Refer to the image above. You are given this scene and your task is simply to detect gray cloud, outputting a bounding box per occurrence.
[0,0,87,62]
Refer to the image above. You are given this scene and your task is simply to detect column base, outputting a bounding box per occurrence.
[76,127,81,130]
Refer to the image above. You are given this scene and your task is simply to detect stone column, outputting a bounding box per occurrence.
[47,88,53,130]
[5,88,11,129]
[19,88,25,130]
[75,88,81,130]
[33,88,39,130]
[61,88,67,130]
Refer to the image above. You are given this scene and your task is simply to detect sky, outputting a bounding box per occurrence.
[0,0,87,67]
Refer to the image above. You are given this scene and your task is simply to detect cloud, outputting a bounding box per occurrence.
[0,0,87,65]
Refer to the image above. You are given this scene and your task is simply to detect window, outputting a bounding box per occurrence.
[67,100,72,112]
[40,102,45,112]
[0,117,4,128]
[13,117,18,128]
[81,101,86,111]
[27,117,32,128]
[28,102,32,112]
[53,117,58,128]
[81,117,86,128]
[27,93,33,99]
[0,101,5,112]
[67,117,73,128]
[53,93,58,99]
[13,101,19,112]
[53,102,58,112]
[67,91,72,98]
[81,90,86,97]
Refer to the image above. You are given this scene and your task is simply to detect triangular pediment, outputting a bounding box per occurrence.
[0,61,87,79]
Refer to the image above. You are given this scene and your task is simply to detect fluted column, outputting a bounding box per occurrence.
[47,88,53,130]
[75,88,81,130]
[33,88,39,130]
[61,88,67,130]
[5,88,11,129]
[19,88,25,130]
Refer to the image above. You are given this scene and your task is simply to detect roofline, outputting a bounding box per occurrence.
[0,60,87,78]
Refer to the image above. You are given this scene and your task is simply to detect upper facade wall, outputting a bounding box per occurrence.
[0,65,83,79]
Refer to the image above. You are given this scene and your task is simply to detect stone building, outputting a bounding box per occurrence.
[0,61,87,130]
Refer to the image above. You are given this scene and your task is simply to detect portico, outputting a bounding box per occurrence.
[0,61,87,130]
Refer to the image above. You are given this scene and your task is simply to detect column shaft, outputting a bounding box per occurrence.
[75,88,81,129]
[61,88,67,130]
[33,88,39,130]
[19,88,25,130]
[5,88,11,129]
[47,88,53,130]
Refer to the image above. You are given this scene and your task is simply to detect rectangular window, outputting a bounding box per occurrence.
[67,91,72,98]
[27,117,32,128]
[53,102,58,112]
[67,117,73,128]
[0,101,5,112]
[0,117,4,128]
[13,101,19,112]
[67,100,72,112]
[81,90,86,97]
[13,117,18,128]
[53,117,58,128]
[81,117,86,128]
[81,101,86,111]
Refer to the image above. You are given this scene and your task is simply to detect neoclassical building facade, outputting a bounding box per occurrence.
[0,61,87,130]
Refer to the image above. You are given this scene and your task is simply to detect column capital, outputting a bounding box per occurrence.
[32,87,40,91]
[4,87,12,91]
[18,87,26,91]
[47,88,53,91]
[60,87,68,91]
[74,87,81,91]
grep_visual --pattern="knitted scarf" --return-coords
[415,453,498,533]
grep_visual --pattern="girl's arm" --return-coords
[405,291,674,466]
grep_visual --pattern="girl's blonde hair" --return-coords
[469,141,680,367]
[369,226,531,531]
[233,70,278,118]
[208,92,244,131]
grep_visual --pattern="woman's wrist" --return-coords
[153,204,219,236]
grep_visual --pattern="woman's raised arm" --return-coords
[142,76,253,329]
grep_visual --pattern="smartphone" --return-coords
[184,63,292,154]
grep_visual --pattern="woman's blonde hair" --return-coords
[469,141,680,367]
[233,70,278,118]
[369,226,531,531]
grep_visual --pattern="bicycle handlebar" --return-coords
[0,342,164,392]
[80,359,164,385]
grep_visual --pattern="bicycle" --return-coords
◆ ◆ ◆ ◆ ◆
=== THE REQUEST ===
Extract each line of the material above that contains the string "column".

=== WRITTEN ANSWER ===
Refer to the image above. You are given this scene and your task is simply to detect column base, outputting a bounding box per occurrence.
Refer to the image above. You are given this scene and your task is simply to detect stone column, outputting a bounding box per occurrence.
Refer to the image above. You are given this scene and your task is simply to detect fluted column, outputting a bounding box per occurrence.
Refer to the image above. You are given this scene and your task is simply to detect column shaft, outputting a bounding box per occurrence.
Refer to the image above. You are given this scene and your task is simply to detect column capital, outputting a bounding box per occurrence.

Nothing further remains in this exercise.